◆ Page text
*** Begin section ***
The Cowpatch

Rumen-ations from the Southwest

A Gift from an Elder


Margaret Fuller was my best friend. I was eight. She was eighty-three. She lived two houses down the hill from us. It wasn’t a very big hill, but it was a magnet for kids, steep enough for winter sledding and soapbox derbies. There were plenty of kids in the neighborhood to play with: the Bradshaw girls and Tommy at the bottom of the hill, Billy and Harley across the street, Sally, the unscrupulous older girl next door who always won my best marbles, and the blond pig-tailed twins who looked like they had stepped out of an ad for Dutch Boy paints.

Not one of kids was nearly as interesting or as exotic as Mrs. Fuller.
*** End section ***
◆ Data section
*** Begin section ***
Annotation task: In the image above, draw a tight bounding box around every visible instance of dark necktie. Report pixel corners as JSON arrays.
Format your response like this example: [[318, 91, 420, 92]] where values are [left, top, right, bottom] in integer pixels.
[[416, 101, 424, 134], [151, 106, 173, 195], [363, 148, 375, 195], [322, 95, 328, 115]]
*** End section ***
◆ Your task
In the "A Gift from an Elder" text, where did Margaret Fuller live?

◆ Answer to the problem
Two houses down the hill from the writer's family.